**ACTIVITY**: Only those lines running from the line that contains "A point falls on each instance of the five-petaled" through the end of the material are to be written out, each exactly as shown.

**INPUT RECORDS**:
--------------------------------

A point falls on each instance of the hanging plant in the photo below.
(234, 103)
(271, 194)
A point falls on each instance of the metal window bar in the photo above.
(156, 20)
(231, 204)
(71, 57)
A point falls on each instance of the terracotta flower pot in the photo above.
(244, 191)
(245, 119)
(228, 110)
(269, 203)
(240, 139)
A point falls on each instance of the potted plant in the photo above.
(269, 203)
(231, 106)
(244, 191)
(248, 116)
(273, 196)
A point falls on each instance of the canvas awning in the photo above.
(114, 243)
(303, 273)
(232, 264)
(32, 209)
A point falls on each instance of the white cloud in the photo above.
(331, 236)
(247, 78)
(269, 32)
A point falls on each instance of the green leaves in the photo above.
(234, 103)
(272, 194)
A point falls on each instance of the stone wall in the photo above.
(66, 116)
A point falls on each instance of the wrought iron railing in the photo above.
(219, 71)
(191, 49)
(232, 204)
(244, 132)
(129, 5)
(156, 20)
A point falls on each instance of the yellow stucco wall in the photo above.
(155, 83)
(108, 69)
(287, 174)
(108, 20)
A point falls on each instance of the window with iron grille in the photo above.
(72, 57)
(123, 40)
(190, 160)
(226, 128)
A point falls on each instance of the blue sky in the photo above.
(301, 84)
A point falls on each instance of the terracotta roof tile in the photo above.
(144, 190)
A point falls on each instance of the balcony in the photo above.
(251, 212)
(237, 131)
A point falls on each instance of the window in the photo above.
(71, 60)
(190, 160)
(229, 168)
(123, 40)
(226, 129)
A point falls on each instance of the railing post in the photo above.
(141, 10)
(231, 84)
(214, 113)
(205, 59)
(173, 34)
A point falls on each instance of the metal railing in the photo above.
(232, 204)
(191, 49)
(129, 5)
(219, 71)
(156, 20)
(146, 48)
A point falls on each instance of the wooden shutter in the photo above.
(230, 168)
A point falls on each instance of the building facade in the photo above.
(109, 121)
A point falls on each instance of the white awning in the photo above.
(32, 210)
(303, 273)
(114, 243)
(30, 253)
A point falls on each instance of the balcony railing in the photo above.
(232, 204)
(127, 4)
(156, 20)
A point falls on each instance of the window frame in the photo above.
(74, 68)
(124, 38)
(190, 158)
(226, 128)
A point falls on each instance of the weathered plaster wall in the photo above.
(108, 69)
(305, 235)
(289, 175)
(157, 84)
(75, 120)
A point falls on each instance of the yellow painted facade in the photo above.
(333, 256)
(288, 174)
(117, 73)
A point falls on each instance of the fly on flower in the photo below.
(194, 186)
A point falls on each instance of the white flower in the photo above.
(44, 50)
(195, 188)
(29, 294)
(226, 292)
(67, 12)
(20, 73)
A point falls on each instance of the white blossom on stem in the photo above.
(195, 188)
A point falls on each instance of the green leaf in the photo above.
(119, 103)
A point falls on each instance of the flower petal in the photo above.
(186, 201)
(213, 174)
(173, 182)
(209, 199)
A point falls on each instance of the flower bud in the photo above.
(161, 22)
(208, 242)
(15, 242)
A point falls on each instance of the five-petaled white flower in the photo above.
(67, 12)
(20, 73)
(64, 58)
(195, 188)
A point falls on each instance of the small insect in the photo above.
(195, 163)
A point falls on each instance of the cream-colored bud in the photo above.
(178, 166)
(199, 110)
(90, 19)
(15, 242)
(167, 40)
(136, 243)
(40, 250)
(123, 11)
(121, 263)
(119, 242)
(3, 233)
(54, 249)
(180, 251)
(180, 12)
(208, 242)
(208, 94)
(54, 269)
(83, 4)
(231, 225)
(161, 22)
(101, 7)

--------------------------------

**RESULT OF THE EXERCISE**:
A point falls on each instance of the five-petaled white flower in the photo above.
(67, 12)
(20, 73)
(64, 58)
(195, 188)
A point falls on each instance of the small insect in the photo above.
(195, 163)
A point falls on each instance of the cream-colored bud in the photo above.
(178, 166)
(199, 110)
(90, 19)
(15, 242)
(167, 40)
(136, 243)
(40, 250)
(123, 11)
(121, 263)
(119, 242)
(3, 233)
(54, 249)
(180, 251)
(180, 12)
(208, 242)
(208, 94)
(54, 269)
(83, 4)
(231, 225)
(161, 22)
(101, 7)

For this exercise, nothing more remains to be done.